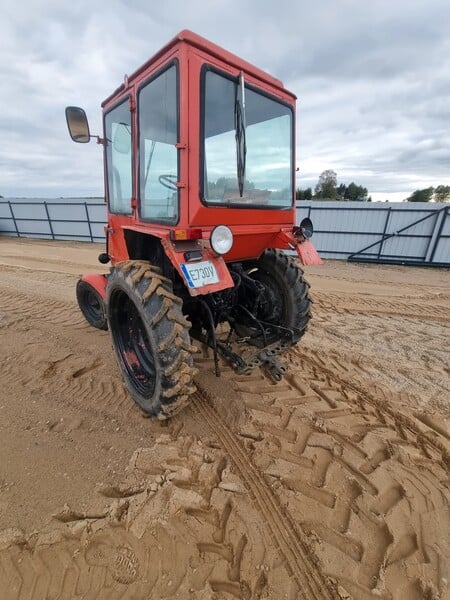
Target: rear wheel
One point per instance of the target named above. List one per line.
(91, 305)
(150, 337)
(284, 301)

........

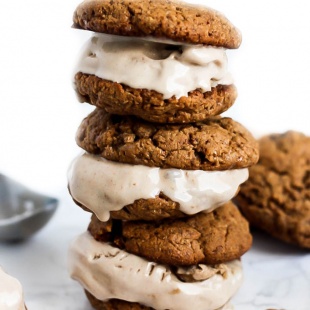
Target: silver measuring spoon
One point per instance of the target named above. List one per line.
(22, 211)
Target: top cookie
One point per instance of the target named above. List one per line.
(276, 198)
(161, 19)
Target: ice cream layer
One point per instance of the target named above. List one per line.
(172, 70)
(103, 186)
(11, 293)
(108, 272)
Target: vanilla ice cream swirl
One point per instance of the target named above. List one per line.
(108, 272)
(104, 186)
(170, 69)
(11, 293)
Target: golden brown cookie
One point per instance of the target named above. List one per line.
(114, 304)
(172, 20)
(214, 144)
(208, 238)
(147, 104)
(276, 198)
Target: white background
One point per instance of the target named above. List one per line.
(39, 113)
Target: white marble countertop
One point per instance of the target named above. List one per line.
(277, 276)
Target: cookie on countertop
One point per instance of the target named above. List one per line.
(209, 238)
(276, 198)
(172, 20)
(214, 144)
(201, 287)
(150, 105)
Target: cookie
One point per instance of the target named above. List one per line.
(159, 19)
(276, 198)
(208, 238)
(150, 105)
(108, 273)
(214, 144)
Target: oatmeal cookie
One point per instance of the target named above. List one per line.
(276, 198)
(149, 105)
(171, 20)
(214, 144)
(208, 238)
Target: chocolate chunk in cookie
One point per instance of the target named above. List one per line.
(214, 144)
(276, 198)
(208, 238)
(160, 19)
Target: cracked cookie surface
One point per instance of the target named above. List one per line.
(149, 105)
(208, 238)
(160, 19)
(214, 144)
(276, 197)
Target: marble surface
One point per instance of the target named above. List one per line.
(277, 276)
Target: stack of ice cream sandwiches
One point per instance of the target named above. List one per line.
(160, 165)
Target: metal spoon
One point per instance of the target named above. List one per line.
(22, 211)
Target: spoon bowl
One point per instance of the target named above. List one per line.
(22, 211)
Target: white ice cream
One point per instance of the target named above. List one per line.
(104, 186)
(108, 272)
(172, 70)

........

→ Exercise objective
The answer must consist of every line in the records above that contains the word "countertop".

→ Problem solution
Target: white marble countertop
Target: cookie on countertop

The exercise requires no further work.